Begin
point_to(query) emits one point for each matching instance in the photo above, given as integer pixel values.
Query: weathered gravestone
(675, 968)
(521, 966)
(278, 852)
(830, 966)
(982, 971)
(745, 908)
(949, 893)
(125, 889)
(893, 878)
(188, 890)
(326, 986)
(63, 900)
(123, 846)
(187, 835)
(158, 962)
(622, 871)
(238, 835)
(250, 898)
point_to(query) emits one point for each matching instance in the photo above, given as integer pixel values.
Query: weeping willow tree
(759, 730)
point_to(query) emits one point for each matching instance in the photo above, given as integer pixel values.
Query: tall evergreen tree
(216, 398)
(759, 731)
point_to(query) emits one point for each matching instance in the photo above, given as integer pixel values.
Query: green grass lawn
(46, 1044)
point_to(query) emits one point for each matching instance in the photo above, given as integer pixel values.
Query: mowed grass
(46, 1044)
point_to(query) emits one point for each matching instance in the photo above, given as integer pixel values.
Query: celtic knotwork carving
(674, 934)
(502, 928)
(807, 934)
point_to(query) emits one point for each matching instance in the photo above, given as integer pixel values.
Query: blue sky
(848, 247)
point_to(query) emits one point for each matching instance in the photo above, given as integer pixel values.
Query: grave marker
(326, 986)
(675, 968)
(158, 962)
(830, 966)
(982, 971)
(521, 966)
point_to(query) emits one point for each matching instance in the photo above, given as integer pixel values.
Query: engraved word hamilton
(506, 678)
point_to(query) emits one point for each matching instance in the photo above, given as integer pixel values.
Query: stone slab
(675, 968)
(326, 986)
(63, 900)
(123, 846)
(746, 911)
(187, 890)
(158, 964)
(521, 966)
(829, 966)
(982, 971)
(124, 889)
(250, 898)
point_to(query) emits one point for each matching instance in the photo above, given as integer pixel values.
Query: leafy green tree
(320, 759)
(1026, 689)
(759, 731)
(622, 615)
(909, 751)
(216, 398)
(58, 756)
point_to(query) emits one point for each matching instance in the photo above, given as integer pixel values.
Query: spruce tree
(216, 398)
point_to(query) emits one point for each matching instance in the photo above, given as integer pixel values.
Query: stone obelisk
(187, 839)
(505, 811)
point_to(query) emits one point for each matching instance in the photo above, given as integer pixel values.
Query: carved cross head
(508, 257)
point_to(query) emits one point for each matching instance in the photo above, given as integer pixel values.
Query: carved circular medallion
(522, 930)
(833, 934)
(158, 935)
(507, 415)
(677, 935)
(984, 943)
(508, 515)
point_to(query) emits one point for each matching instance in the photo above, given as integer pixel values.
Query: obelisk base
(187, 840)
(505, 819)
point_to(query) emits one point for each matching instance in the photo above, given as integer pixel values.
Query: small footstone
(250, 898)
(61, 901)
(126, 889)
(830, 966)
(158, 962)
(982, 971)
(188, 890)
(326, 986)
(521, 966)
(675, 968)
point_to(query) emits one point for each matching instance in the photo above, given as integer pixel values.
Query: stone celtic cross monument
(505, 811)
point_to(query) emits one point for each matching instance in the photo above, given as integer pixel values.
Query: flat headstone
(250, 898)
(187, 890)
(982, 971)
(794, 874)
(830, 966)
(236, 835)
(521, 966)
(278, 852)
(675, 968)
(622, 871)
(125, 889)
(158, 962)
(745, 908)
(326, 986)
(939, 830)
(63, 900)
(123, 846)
End
Begin
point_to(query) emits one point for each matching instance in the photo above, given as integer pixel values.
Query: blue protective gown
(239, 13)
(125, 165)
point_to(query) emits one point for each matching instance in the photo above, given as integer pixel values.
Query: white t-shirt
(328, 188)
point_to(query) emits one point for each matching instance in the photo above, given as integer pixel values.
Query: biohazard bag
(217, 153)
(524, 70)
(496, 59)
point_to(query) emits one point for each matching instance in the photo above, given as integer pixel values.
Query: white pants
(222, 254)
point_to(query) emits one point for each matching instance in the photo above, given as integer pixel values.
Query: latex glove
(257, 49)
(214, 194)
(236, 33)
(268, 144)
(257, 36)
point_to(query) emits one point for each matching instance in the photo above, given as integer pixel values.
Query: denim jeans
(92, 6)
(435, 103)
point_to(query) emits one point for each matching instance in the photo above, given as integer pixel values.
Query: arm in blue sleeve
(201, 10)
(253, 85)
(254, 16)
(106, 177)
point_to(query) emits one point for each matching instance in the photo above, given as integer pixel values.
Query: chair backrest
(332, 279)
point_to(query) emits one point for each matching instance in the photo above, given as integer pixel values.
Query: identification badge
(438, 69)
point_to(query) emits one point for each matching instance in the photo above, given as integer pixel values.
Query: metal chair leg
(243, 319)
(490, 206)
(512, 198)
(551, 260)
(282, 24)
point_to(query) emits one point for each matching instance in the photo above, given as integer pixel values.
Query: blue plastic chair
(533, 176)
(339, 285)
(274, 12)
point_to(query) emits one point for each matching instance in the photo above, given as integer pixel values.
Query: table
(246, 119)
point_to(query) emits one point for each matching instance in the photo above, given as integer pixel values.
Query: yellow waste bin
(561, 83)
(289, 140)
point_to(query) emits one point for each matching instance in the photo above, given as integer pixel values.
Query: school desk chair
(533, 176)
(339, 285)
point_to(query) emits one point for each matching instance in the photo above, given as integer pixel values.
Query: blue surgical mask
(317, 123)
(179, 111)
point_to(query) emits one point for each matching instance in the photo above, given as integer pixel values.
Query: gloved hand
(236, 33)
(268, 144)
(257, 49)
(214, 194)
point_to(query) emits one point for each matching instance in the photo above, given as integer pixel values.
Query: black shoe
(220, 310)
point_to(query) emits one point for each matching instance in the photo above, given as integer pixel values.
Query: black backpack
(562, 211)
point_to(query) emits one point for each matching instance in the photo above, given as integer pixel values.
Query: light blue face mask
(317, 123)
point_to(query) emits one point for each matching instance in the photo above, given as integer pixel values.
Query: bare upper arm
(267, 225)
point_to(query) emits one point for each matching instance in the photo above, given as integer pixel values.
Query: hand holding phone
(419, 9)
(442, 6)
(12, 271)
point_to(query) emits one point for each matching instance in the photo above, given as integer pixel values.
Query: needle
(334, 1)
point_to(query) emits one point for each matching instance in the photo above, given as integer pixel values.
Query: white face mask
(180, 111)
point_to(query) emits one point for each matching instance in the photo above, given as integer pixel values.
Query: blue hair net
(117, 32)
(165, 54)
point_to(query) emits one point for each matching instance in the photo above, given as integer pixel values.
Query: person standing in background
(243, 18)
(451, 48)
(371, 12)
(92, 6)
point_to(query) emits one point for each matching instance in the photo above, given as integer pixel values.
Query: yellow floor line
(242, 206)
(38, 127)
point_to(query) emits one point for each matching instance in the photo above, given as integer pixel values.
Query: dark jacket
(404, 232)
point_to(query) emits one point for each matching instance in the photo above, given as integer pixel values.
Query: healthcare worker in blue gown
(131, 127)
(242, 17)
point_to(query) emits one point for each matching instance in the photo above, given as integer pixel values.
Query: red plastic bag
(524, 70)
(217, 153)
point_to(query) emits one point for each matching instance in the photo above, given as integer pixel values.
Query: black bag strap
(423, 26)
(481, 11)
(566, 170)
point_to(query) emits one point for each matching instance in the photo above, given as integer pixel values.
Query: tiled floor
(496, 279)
End
▶ _Direction_:
List every line in the items above that contains the word "tree", reproducing each such line in full.

▶ _Response to this task_:
Query: weeping willow tree
Query: tall evergreen tree
Query: leafy green tree
Query: spruce tree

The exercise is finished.